Pazarlama Reklam

Duyuları Pazarlama Sanatı

Pazarlama uzmanları tüketiciyi markaya bağlayacak, farklı bir ifadeyle hedef kitlenin markaya yönelik sadakatini artıracak yepyeni stratejilerin peşinden koşuyor. Tüm bu atılımların ortak noktası ise farkmdalık yaratmak üzerine kurulu. Tam da bu noktada karşımıza zihinsel pazarlama kavramı çıkıyor. Zihinsel pazarlama yeni bir süreç mi? Hayır, değil… Görme, koklama, tatma, dokunma ve işitmeye yönelik yani duygu pazarlamasına yönelik projelere son 10 yıldır zaten sıklıkla rastlıyorduk.

Zihinsel-Pazarlama

Peki ne değişti? Bu konu aslında son derece net. Tüketimin kendisi değişti. Markaların tüketici odaklı olması, pazarlama iletişimlerinin temeline hedef kitlelerini oturtarak ilerleme çabaları da bir yerden sonra tıkanıyor. Bunca çeşitlilik, bunca fiyat farklılığı ve bunca ilgi çekici konsept varken, tüketici neden tek bir markaya sadık kalsın ki? Tüketici, sizin markanızı neden tercih edecek? Hedef kitle markanızla nasıl bir gönül bağı kurarsa, marka iletişiminiz daha sağlam temellere oturur? Bu sorular, pazarlama uzmanlarını yeniden zihinsel pazarlamanın eşiğine çekti.

Evet, zihinsel pazarlama artık eskisinden çok daha popüler. Bu konuya verilebilecek en başarılı global örneklerden biri de Singapur Airlines… Singapur Airlines ’ın kendine ait özel bir kokusu var. Uçak görevlilerinin kullandığı parfüm, aynı zamanda uçakta dağıtılan buhar havlularında da kullanılıyor. Doğrudan duygulara hitap eden bu uygulamalar, insanların algılarını da direkt harekete geçiriyor. Aynı şekilde Unilever de bu alanda inovatif projelere imza atıyor.

Verilen Bilgiler ->
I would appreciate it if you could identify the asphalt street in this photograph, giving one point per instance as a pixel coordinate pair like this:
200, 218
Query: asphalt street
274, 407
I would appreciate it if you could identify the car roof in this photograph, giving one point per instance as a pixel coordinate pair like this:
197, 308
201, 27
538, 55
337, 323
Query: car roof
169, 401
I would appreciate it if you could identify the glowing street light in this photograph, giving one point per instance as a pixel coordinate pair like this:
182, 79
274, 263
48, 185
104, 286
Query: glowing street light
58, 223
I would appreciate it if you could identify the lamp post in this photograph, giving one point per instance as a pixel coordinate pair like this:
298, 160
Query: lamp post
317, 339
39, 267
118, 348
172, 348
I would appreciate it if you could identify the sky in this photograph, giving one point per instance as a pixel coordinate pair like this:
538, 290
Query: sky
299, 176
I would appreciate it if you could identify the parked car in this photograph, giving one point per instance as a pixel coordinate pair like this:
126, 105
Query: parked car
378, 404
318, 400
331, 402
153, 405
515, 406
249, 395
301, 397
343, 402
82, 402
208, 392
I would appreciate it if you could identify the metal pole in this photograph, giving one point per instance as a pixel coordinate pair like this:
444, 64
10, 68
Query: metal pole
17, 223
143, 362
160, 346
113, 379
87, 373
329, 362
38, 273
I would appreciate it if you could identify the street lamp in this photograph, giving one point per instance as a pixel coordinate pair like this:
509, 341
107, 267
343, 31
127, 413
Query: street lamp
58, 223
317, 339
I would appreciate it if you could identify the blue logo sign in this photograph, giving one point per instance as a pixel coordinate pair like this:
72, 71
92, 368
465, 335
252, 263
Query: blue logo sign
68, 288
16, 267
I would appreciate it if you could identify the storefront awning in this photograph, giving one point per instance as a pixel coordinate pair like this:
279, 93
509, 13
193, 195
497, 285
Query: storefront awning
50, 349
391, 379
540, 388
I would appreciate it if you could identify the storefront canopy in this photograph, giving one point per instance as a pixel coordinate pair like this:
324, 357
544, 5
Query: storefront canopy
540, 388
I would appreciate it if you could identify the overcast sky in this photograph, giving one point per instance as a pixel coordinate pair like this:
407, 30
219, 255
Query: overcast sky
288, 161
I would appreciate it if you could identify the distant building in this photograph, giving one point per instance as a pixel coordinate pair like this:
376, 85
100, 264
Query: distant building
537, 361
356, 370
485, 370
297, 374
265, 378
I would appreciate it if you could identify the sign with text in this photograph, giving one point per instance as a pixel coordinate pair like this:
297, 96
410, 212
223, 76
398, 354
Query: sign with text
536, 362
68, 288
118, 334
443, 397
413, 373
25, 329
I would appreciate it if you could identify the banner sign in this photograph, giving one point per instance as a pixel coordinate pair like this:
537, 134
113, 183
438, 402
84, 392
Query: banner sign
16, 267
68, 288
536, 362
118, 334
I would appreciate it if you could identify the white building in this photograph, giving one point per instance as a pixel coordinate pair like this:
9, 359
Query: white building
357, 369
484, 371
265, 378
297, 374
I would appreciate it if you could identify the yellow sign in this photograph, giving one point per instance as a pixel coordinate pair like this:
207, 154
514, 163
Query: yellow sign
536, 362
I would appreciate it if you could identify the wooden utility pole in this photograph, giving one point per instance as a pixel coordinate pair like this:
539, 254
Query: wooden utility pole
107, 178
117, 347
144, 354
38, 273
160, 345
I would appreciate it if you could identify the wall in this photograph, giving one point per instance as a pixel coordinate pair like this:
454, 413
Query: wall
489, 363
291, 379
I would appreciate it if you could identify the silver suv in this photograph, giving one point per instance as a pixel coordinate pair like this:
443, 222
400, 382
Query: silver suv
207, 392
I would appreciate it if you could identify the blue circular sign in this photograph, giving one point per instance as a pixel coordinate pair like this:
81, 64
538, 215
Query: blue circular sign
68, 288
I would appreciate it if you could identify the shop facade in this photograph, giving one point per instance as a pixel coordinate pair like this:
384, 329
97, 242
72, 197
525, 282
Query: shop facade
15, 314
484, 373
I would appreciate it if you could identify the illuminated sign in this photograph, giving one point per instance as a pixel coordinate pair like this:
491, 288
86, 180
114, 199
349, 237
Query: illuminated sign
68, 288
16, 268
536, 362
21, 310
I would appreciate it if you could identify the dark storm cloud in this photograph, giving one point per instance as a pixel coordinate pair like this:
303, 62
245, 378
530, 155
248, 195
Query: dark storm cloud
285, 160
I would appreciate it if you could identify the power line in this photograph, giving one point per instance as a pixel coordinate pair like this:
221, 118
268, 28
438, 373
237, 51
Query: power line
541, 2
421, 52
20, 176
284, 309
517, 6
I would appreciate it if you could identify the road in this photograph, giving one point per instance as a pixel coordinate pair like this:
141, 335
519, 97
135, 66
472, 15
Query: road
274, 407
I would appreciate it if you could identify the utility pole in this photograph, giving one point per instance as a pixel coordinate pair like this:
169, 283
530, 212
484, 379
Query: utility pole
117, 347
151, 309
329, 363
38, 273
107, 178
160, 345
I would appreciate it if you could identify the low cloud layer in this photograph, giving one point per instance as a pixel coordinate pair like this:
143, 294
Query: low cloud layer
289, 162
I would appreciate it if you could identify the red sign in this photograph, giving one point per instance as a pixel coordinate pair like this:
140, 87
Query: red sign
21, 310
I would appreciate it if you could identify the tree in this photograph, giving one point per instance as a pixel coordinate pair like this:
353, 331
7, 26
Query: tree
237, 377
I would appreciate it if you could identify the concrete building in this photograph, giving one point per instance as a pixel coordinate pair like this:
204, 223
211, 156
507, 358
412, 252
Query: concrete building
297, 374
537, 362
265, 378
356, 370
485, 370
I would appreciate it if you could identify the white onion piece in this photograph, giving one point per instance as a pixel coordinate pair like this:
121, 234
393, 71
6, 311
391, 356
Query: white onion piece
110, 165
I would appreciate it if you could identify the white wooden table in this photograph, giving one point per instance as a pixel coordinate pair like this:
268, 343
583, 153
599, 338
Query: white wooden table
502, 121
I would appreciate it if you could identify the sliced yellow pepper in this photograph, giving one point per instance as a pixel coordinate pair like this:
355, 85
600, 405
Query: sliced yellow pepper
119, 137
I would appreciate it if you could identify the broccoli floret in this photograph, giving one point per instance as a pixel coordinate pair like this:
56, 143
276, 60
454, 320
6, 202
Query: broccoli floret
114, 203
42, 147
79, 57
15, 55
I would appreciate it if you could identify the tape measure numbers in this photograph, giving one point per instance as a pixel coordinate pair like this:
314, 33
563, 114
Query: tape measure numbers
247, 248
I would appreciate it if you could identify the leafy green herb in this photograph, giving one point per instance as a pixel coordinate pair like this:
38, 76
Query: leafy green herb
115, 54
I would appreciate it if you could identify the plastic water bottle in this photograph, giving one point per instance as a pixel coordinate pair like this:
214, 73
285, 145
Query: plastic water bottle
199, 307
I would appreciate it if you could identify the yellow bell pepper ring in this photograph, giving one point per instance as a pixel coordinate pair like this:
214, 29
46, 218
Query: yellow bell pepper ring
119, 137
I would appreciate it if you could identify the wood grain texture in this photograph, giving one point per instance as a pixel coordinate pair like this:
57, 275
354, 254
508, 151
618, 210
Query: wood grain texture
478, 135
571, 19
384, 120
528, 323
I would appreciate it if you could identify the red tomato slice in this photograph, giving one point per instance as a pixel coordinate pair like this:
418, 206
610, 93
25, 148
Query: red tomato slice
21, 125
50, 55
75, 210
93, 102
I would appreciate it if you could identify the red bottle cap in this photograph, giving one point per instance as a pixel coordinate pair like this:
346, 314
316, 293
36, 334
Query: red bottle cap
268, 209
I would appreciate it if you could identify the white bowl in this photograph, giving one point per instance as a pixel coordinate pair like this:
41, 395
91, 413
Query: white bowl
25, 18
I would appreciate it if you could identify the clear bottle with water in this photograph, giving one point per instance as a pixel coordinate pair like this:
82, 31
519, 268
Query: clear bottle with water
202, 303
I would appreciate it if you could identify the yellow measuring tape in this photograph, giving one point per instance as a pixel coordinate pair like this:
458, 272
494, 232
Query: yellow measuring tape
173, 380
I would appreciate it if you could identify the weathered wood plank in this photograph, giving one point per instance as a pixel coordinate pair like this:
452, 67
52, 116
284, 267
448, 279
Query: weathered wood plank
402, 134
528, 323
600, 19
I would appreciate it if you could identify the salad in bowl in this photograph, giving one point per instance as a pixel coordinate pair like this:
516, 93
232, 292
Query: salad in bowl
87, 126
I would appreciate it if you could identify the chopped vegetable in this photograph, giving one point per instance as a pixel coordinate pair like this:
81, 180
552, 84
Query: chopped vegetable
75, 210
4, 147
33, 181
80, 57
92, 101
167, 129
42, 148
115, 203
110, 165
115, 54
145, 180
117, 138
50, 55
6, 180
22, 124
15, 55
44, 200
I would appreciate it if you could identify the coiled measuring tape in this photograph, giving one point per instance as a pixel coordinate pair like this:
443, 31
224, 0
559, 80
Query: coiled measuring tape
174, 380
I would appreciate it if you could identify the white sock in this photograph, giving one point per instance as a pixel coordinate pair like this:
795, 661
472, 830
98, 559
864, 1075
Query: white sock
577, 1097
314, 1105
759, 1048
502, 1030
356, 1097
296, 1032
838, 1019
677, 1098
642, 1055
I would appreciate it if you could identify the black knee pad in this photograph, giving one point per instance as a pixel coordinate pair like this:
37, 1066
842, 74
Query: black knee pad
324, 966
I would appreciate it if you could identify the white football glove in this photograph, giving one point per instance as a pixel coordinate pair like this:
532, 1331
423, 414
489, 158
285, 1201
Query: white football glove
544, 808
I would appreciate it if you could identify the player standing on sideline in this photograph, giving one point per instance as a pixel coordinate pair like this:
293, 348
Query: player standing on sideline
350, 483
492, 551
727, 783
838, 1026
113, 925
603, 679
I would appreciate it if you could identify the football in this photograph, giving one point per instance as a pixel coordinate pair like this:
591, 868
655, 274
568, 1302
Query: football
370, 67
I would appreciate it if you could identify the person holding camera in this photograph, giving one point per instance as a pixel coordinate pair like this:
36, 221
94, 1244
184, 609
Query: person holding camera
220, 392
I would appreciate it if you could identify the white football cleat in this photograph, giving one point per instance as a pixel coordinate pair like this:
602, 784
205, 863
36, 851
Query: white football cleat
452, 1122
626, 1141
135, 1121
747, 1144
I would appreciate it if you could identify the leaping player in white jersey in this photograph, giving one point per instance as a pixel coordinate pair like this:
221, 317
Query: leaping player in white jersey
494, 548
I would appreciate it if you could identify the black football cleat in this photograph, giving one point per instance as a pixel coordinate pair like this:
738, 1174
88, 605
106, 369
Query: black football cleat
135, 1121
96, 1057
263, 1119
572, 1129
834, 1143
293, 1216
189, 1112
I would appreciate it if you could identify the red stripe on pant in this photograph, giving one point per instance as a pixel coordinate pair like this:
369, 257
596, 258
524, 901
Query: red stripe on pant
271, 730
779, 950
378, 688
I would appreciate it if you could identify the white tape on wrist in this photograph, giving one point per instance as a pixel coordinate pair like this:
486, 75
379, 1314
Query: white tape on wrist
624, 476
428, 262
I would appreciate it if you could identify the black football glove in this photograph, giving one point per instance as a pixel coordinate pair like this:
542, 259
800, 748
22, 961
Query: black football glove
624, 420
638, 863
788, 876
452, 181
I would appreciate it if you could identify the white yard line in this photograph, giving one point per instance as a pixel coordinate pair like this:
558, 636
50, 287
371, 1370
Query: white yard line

Görev 1 ->
Zihinsel pazarlama üzerine olan metinde, duygu pazarlamasına yönelik projelerin hitap ettiği duyuları sıralayın.
Görev 2 ->
Zihinsel pazarlama üzerine olan metnin "Evet, zihinsel pazarlama" sözlerinden başlayan ve "projelere imza atıyor." sözleriyle biten bölümünü, bu son sözler de dahil olmak üzere aynen tekrarlayın.

Alıştırma Çözümü 1 ->
Görme, koklama, tatma, dokunma, işitme

Alıştırma Çözümü 2 ->
Evet, zihinsel pazarlama artık eskisinden çok daha popüler. Bu konuya verilebilecek en başarılı global örneklerden biri de Singapur Airlines… Singapur Airlines ’ın kendine ait özel bir kokusu var. Uçak görevlilerinin kullandığı parfüm, aynı zamanda uçakta dağıtılan buhar havlularında da kullanılıyor. Doğrudan duygulara hitap eden bu uygulamalar, insanların algılarını da direkt harekete geçiriyor. Aynı şekilde Unilever de bu alanda inovatif projelere imza atıyor.